◆ TEXTABSCHNITT ◆
• • •

Friedrich Engels zu eigenen Irrtümern in den Klassenkämpfen

Lernen aus Niederlagen

Friedrich Engels

1895 verfasste Friedrich Engels die Einleitung zu Marx‘ Werk „Klassenkämpfe in Frankreich 1848 bis 1850“, in dem er selbstkritisch eigene Fehleinschätzungen analysiert. Eigene Illusionen zu enthüllen, die Klassenkämpfe theoretisch zu verarbeiten ist unbedingt notwendig, um die richtige „Kampfweise“ zu entwickeln.

Als die Februarrevolution ausbrach, standen wir alle, was unsere Vorstellungen von den Bedingungen und dem Verlauf revolutionärer Bewegungen betraf, unter dem Bann der bisherigen geschichtlichen Erfahrung, namentlich derjenigen Frankreichs. Diese letztere war es ja gerade, die die ganze europäische Geschichte seit 1789 beherrscht hatte, von der auch jetzt wieder das Signal zur allgemeinen Umwälzung ausgegangen war. So war es selbstredend und unvermeidlich, dass unsere Vorstellungen von der Natur und dem Gang der in Paris, im Februar 1848, proklamierten „sozialen“ Revolution, der Revolution des Proletariats, stark gefärbt waren durch die Erinnerungen der Vorbilder von 1789 bis 1830. Und vollends, als die Pariser Erhebung ihr Echo fand in den siegreichen Aufständen von Wien, Mailand, Berlin, als ganz Europa bis an die russische Grenze in die Bewegung hineingerissen war; als dann im Juni in Paris die erste große Schlacht um die Herrschaft zwischen Proletariat und Bourgeoisie geschlagen wurde; als selbst der Sieg ihrer Klasse die Bourgeoisie aller Länder so erschütterte, dass sie wieder in die Arme der eben erst gestürzten monarchisch-feudalen Reaktion zurückfloh – da konnte unter damaligen Umständen für uns kein Zweifel sein, dass der große Entscheidungskampf angebrochen sei, dass er ausgefochten werden müsse in einer einzigen langen und wechselvollen Revolutionsperiode, dass er aber nur enden könne mit dem endgültigen Sieg des Proletariats.

• • •

◆ QUELLDATEN ◆
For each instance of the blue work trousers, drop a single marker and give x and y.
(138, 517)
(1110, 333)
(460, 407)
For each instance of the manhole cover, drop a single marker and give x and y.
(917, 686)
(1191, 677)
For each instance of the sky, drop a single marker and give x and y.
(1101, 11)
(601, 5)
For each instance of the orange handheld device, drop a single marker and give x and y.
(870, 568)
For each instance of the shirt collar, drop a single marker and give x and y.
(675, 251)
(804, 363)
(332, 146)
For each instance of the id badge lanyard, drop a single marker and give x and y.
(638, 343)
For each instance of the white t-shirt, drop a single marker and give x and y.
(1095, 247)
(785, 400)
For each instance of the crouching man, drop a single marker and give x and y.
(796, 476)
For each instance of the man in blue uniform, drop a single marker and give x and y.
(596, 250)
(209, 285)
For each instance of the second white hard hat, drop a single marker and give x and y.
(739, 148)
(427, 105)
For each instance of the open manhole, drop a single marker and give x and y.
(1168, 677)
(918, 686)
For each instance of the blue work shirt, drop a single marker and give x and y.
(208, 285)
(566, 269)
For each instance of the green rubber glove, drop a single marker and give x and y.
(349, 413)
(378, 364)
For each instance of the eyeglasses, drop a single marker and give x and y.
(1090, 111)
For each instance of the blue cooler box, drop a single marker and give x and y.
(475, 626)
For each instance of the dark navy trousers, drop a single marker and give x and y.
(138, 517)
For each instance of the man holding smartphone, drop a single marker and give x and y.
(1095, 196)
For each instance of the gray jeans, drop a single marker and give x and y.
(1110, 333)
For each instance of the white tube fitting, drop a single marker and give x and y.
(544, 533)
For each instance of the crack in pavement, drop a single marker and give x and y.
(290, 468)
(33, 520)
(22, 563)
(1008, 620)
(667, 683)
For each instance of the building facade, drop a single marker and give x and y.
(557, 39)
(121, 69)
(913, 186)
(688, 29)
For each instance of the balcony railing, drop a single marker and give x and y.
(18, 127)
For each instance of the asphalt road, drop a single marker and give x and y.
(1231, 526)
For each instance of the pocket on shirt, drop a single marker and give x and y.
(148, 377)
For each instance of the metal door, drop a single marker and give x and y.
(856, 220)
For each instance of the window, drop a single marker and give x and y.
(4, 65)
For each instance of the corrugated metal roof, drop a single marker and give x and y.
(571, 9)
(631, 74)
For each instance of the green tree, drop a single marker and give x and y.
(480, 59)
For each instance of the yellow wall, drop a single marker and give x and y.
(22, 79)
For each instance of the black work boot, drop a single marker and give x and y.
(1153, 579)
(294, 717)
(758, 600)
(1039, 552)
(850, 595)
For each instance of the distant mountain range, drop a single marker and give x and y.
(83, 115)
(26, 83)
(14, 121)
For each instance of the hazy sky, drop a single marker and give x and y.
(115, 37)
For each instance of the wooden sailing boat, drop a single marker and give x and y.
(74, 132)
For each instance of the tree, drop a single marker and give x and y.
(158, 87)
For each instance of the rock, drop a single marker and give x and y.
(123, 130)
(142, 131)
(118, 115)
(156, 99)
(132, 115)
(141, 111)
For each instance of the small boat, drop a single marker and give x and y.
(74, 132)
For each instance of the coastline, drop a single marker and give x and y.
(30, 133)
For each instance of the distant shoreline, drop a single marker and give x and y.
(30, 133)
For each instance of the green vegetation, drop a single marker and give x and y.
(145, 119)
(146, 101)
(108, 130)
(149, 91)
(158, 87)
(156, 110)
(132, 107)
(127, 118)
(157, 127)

• • •

◆ AUFGABEN ◆
**A.** Nenne alle Städte, die im Text über Engels' Irrtümer namentlich vorkommen.
**B.** Suche in den Datensätzen jede Zeile, die das Wort „shirt“ enthält, und schreibe sie unverändert ab.

◆ VOLLSTÄNDIGE LÖSUNGEN ◆
**A.** Paris, Wien, Mailand, Berlin

**B.**
For each instance of the shirt collar, drop a single marker and give x and y.
For each instance of the white t-shirt, drop a single marker and give x and y.
For each instance of the blue work shirt, drop a single marker and give x and y.
For each instance of the pocket on shirt, drop a single marker and give x and y.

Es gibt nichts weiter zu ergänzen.